Start of Block

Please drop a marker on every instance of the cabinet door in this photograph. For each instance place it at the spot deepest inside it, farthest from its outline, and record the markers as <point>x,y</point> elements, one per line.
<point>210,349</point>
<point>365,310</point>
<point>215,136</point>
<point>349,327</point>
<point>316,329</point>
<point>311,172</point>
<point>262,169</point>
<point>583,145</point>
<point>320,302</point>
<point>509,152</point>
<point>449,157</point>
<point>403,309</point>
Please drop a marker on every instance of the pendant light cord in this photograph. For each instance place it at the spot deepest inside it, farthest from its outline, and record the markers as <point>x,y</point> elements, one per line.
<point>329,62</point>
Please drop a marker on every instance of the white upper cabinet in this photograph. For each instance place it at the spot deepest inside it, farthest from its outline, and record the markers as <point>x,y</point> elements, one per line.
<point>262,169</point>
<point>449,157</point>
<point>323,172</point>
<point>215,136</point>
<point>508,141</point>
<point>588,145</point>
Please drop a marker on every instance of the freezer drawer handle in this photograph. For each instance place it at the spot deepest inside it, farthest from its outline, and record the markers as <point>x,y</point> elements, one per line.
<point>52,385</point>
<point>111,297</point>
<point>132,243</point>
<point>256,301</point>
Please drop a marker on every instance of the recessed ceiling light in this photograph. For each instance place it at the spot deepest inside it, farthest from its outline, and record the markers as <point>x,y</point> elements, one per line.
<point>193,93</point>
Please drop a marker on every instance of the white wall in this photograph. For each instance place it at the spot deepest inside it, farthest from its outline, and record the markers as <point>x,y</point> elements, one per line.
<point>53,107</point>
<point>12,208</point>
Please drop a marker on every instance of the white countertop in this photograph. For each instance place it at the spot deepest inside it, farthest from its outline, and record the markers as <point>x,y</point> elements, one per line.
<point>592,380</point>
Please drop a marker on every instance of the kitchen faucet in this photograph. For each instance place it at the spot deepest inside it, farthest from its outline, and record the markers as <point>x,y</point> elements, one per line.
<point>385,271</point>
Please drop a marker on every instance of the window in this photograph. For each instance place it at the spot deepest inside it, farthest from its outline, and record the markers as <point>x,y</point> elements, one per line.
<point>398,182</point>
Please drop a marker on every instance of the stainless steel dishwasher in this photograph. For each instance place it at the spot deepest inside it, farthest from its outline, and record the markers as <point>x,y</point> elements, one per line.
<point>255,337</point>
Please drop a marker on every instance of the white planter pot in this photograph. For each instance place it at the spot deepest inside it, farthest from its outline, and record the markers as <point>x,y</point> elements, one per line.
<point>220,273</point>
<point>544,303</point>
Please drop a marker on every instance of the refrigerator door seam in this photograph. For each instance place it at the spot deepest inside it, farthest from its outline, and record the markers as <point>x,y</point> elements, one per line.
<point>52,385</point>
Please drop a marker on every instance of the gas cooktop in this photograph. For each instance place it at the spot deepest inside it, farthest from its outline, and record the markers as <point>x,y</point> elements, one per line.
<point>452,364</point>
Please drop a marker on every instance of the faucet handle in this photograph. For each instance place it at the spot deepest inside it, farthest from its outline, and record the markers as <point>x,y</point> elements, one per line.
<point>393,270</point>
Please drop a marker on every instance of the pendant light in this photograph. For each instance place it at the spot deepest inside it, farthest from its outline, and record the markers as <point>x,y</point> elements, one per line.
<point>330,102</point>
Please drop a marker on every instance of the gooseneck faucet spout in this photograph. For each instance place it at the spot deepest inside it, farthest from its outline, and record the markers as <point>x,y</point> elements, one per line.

End of Block

What you need to do: Each entry is to be output exactly as it was written.

Answer:
Please drop a marker on every instance of the cabinet door in this photograph. For each instance place it at the spot deepest inside it, farthest from its outline, and record the markers as <point>x,y</point> elements, one per line.
<point>210,349</point>
<point>365,310</point>
<point>215,136</point>
<point>349,327</point>
<point>316,329</point>
<point>311,172</point>
<point>262,169</point>
<point>583,145</point>
<point>320,302</point>
<point>509,152</point>
<point>449,157</point>
<point>403,309</point>
Please drop a marker on every instance of the pendant light cord in this photograph. For each instance place it at the spot deepest inside it, farthest from its outline, and record the markers as <point>x,y</point> elements, one per line.
<point>329,62</point>
Please drop a marker on every instance of the white upper cabinet in this photograph. For each instance place it at the spot deepest inside it, farthest from its outline, and record the markers as <point>x,y</point> elements, one per line.
<point>262,169</point>
<point>449,157</point>
<point>323,172</point>
<point>215,136</point>
<point>508,141</point>
<point>588,145</point>
Please drop a marker on every instance of the freezer drawer handle in this photograph. For each instance place it at the spot deepest inside it, farthest from its outline, and record the markers as <point>x,y</point> elements, one per line.
<point>52,385</point>
<point>111,297</point>
<point>132,243</point>
<point>256,301</point>
Please drop a marker on every instance of the recessed ceiling light in this photograph. For each instance place it at the spot deepest inside it, farthest from its outline, and record the markers as <point>x,y</point> elements, one per line.
<point>193,93</point>
Please drop a marker on every instance of the white wall in this photograph. For each instance place it at the spot deepest inside it, farthest from its outline, and record the markers as <point>x,y</point> elements, one per line.
<point>53,107</point>
<point>12,208</point>
Please drop a marker on every instance of the white countertop in this photograph. For each instance place it at the spot deepest inside it, farthest from its outline, and record the markers as <point>x,y</point> elements, one per line.
<point>592,380</point>
Please drop a marker on every instance of the kitchen faucet in this photograph. For each instance place it at the spot deepest inside it, farthest from its outline, and record the markers as <point>x,y</point> elements, one per line.
<point>385,271</point>
Please drop a marker on every instance of the window in this photograph. For each instance place it at the spot deepest inside it, farthest from its outline, and record the markers as <point>x,y</point> elements, one per line.
<point>398,182</point>
Please drop a marker on every instance of the stainless steel dishwasher in this photograph. For each instance place it at the spot deepest inside it, farthest from its outline, and record the markers as <point>x,y</point> elements, one per line.
<point>255,337</point>
Please drop a marker on every instance of the white planter pot in this photograph. For each instance place it at the spot deepest inside it, farthest from its outline, and record the markers as <point>x,y</point> elements, one per line.
<point>220,273</point>
<point>544,303</point>
Please drop a marker on every instance of the refrigerator door seam in this photograph. For each instance place it at the spot deepest inside it, farthest from its outline, and record the markers as <point>x,y</point> elements, one per line.
<point>52,385</point>
Please drop a marker on every instance of the gas cooktop in this photograph. For each instance place it at the spot deepest inside it, farthest from its outline, and record the markers as <point>x,y</point> elements, one per line.
<point>452,364</point>
Please drop a marker on every instance of the faucet handle in this photograph. For each instance place it at the spot deepest inside it, farthest from its outline, and record the markers as <point>x,y</point> elements, one per line.
<point>393,270</point>
Please drop a marker on every instance of the pendant light in this photograph. For each instance place it at the spot deepest inside it, farthest from its outline, and record the markers as <point>x,y</point> elements, one per line.
<point>330,102</point>
Please drop a marker on every instance of the gooseneck faucet spout in this photograph. For each instance place it at the spot deepest inside it, farthest from its outline, and record the markers as <point>x,y</point> elements, one per line.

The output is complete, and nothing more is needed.